(SUPPLIED RECORDS)

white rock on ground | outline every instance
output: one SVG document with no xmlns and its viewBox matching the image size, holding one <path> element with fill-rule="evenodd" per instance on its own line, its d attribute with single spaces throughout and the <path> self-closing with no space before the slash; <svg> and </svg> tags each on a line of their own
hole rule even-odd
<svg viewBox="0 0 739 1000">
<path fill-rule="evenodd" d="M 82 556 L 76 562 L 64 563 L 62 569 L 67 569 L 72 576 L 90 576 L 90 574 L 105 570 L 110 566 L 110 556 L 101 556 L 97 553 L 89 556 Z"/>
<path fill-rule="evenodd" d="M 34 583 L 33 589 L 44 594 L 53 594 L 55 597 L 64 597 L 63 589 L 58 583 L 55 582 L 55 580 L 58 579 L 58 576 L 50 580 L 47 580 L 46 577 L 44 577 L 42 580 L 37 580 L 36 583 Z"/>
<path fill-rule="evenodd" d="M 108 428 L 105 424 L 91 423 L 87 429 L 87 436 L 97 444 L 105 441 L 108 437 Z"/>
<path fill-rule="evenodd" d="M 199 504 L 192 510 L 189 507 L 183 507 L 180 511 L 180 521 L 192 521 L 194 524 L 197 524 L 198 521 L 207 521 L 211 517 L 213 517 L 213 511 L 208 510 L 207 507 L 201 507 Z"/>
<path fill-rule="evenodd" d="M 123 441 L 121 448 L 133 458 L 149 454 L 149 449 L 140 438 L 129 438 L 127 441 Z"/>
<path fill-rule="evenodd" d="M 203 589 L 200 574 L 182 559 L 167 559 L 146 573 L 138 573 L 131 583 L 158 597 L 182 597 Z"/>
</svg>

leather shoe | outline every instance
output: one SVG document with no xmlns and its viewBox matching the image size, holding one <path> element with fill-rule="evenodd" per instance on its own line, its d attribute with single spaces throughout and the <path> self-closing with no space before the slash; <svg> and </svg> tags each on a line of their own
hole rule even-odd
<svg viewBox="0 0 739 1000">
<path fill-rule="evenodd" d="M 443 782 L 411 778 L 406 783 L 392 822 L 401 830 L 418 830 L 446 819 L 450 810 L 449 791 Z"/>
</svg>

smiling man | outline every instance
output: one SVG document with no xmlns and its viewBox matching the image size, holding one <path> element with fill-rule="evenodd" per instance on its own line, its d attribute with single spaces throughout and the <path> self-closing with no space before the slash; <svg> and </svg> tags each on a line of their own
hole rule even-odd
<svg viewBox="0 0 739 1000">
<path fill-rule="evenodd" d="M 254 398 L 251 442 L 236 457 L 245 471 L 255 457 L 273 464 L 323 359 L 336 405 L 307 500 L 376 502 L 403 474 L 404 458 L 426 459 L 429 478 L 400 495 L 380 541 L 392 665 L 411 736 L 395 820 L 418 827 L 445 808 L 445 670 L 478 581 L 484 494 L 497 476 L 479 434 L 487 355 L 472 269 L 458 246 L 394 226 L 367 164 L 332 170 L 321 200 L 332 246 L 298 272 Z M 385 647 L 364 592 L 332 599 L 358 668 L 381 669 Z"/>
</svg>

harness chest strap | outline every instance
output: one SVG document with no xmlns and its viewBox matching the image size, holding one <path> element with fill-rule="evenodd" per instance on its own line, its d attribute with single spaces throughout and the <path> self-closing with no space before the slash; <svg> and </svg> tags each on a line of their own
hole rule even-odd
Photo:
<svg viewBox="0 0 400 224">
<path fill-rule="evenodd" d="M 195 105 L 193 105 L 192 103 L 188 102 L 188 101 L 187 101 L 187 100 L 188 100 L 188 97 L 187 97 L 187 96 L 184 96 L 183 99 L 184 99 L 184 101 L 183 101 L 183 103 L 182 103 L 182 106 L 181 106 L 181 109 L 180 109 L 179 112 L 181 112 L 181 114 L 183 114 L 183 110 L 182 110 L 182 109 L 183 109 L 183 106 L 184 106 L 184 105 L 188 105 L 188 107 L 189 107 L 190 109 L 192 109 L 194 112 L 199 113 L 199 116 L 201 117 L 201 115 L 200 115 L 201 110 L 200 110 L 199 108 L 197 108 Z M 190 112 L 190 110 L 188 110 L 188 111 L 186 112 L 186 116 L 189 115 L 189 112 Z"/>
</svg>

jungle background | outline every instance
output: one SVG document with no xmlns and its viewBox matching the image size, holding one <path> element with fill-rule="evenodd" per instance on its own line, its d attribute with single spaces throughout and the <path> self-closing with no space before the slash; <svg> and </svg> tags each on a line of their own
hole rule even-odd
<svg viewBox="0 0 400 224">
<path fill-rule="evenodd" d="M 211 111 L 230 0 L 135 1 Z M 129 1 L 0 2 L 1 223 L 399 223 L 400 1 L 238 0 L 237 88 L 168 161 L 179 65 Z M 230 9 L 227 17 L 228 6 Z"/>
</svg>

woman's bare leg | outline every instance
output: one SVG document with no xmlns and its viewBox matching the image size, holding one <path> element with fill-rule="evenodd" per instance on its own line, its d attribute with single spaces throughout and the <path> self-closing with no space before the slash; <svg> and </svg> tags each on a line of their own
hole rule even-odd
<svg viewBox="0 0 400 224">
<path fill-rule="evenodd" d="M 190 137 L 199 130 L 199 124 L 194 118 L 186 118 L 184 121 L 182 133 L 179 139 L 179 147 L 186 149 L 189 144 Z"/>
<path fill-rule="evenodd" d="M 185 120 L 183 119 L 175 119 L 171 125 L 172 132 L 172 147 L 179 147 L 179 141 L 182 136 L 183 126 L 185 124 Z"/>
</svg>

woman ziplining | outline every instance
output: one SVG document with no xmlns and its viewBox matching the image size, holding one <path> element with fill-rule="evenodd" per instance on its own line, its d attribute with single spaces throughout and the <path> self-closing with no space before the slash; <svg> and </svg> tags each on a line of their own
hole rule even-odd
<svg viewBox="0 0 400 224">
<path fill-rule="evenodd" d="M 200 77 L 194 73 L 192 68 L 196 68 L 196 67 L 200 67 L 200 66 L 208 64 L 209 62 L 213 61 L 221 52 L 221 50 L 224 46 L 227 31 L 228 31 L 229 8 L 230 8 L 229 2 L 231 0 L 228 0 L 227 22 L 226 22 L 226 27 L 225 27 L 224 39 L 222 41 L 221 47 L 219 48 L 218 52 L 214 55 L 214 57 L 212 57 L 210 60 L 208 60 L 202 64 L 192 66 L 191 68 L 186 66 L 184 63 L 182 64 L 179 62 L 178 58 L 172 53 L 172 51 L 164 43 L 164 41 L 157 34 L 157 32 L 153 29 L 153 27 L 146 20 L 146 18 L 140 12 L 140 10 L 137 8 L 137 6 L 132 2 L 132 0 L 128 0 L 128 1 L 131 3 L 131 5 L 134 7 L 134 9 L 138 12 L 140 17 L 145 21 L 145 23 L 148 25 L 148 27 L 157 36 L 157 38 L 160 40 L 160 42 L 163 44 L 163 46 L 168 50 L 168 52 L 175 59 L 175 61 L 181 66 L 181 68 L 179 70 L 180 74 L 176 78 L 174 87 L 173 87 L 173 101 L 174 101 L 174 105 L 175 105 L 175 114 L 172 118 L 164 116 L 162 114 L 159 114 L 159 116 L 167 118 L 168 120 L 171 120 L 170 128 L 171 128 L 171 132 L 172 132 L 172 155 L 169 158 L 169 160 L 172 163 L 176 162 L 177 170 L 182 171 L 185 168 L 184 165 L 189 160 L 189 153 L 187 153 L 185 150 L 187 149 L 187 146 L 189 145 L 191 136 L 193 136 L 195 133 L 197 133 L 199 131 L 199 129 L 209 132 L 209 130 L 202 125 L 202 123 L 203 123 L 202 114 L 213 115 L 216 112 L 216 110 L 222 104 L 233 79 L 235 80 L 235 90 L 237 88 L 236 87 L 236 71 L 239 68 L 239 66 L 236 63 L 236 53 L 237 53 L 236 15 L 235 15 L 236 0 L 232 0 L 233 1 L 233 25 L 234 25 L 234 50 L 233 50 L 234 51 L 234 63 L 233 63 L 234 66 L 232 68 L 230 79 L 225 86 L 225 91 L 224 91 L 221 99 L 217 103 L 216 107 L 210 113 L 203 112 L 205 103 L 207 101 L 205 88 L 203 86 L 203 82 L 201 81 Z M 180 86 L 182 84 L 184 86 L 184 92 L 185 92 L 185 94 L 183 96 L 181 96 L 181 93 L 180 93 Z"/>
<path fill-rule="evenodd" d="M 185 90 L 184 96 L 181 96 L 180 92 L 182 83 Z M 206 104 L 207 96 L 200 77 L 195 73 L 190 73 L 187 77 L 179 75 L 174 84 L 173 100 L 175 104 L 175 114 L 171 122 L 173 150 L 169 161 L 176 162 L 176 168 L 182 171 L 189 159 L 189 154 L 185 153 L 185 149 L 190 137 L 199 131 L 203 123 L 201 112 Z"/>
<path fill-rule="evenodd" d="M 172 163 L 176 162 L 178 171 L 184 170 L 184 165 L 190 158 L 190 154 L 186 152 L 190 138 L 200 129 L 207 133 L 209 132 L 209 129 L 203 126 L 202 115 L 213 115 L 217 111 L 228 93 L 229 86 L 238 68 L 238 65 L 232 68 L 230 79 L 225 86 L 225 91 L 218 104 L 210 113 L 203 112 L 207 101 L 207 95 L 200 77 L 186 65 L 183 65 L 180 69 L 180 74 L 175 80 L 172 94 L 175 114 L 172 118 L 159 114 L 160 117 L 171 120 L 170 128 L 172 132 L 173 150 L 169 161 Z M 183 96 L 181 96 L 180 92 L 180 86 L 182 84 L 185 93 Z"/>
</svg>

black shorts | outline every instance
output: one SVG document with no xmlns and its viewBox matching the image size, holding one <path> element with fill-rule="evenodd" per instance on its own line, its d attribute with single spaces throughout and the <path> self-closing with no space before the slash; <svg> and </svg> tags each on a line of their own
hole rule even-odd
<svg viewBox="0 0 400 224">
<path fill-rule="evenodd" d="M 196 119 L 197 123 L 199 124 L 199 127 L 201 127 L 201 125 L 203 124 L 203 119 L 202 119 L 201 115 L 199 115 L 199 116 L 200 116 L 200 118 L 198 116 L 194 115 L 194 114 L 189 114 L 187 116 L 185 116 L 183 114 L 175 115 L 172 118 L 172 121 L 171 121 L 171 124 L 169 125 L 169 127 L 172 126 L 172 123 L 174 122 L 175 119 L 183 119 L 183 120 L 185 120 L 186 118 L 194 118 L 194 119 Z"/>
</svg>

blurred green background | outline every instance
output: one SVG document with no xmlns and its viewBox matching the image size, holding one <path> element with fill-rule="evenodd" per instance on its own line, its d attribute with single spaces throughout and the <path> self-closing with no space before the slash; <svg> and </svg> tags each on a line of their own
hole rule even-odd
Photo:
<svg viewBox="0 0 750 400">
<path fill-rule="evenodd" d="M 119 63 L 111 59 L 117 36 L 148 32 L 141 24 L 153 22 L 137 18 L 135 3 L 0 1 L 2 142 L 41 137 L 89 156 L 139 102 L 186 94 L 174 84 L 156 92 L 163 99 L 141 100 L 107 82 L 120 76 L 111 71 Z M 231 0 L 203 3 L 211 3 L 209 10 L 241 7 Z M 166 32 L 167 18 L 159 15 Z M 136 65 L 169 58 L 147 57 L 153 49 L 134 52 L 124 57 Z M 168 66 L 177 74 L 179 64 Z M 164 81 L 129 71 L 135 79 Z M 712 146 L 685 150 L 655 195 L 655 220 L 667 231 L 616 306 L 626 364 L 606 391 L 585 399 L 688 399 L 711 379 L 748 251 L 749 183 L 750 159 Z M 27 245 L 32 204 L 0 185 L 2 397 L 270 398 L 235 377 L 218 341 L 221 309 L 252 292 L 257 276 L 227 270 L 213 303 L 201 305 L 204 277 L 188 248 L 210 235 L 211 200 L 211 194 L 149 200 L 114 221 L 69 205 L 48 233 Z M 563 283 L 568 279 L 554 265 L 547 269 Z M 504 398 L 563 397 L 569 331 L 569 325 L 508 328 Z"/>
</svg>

(End SUPPLIED RECORDS)

TASK BRIEF: Exactly how many lines in the records above hold the string "every"? Reply with that number only.

REPLY: 9